EXTRAIT PROPOSÉ –
◆ ◆ ◆ ◆ ◆ ◆ ◆

De surcroît, il est injustifiable d'appliquer cette méthode pour la seule TVA (même si on comprend bien que les montants importants de TVA en jeu permettent d'afficher politiquement un total plus raisonnable de dépenses fiscales) alors qu'il n'est pas appliqué à d'autres impositions partagées entre plusieurs affectataires (la TICPE par exemple).
Pour la mission « Cohésion des territoires », ce changement de méthode se traduit par un montant de dépenses fiscales affiché inférieur de 4,9 milliards d'euros à ce qu'il est en réalité.
Ainsi, la part des dépenses fiscales dans le total des dépenses augmente de nouveau légèrement pour s'établir en 2024 à 46,6 % de l'ensemble des dépenses de la mission, contre 46,1 % un an plus tôt.
Total des dépenses budgétaires et fiscales exécutées en 2024, par programme
Source : Cour des comptes (analyse de l'exécution budgétaire 2024)
Comme chaque année, ces « niches fiscales » sont concentrées très largement sur le programme 135, qui pèse 90,9 % du total de la dépense fiscale rattachée en 2024 à la mission, contre 90,4 % un an plus tôt. Très loin derrière, le programme 112 représente 6,2 % du même total, contre 5,8 % en 2023. Les autres programmes pèsent en tout moins de 3 % des dépenses fiscales.
Les dépenses fiscales du programme 135 représentent 11,56 fois le montant des crédits consommés dans ce programme, alors même que ces crédits incluent une part importante de fonds de concours. 92,04 % des dépenses du programme 135 sont ainsi des dépenses fiscales. S'agissant des deux programmes territorialisés de la mission, comme chaque année, les disparités sont massives puisque les dépenses fiscales représentent plus de 71 % des dépenses du programme 112, tandis que le programme 162, compte tenu de sa structure même, ne comporte aucune dépense fiscale (cf. infra).
Part des dépenses budgétaires et
fiscales dans le total des dépenses
par programme
Source : Commission des finances du Sénat
Ainsi, alors que les dépenses fiscales se traduisent en fin de compte par le même impact négatif sur le solde budgétaire que les dépenses budgétaires, il est possible d'esquisser deux cartographies très différentes de la mission « Cohésion des territoires » :
- si on considère les crédits budgétaires, les programmes 109 « Aide à l'accès au logement » et 177 « Hébergement, parcours vers le logement et insertion des personnes vulnérables » dominent très largement l'exécution de la mission ;
- si l'on prend en compte les dépenses fiscales, ce sont les programmes 135 « Urbanisme, territoires et amélioration de l'habitat » et 112 « Impulsion et coordination de la politique d'aménagement du territoire » qui occupent la première place.

◆ ◆ ◆ ◆ ◆ ◆ ◆

BLOC DE DONNÉES –
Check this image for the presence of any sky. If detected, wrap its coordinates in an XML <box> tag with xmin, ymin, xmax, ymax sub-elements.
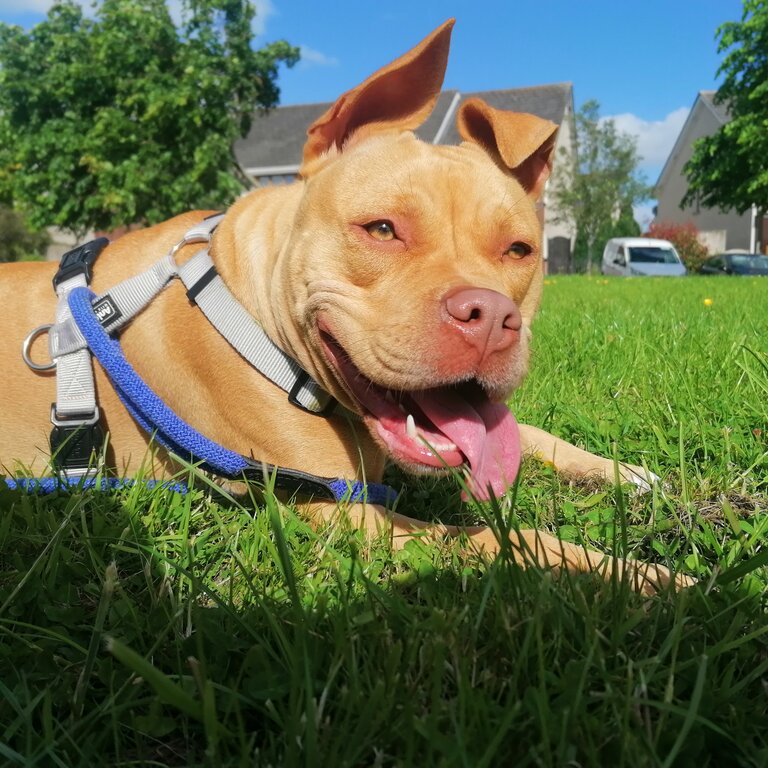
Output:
<box><xmin>0</xmin><ymin>0</ymin><xmax>742</xmax><ymax>218</ymax></box>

◆ ◆ ◆ ◆ ◆ ◆ ◆

TRAVAIL DEMANDÉ – Recopiez l'extrait sur les dépenses fiscales en commençant à « De surcroît, il » et en terminant à « TICPE par exemple). », en substituant « taxe sur la valeur ajoutée » à « TVA ».

CORRIGÉ –
De surcroît, il est injustifiable d'appliquer cette méthode pour la seule taxe sur la valeur ajoutée (même si on comprend bien que les montants importants de taxe sur la valeur ajoutée en jeu permettent d'afficher politiquement un total plus raisonnable de dépenses fiscales) alors qu'il n'est pas appliqué à d'autres impositions partagées entre plusieurs affectataires (la TICPE par exemple).